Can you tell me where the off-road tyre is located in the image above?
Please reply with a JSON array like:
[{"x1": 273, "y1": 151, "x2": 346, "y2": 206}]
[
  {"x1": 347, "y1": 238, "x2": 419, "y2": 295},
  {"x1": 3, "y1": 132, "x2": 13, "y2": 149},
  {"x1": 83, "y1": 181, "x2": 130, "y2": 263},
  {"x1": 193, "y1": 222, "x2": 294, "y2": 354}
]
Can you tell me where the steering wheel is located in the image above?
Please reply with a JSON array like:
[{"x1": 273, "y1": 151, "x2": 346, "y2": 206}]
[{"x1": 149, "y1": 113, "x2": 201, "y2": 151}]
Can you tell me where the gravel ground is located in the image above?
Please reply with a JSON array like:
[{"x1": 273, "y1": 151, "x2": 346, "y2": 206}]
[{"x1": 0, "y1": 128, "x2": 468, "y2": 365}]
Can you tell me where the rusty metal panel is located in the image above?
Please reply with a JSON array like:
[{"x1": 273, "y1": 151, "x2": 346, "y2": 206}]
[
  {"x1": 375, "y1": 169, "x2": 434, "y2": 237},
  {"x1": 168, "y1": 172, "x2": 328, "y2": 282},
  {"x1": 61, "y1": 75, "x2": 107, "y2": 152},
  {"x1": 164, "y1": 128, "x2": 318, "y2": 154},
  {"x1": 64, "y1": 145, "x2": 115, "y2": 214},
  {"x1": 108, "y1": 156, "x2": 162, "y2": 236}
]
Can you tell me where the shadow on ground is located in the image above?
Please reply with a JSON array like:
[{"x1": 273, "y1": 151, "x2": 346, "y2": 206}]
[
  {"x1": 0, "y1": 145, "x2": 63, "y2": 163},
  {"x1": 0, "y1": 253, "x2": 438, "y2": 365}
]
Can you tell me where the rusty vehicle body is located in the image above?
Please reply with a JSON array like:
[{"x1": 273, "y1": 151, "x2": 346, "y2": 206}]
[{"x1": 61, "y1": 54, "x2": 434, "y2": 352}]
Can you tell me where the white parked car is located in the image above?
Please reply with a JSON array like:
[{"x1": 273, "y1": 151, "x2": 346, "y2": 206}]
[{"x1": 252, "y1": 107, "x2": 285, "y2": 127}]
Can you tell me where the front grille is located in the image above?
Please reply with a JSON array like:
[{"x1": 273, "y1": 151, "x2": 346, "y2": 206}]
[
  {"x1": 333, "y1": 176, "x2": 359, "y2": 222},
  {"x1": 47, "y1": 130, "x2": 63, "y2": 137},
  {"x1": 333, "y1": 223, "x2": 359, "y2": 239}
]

:: Task description ::
How many lines of the material above contain the word "rusty"? Reply with the number alone.

:: The reply ::
2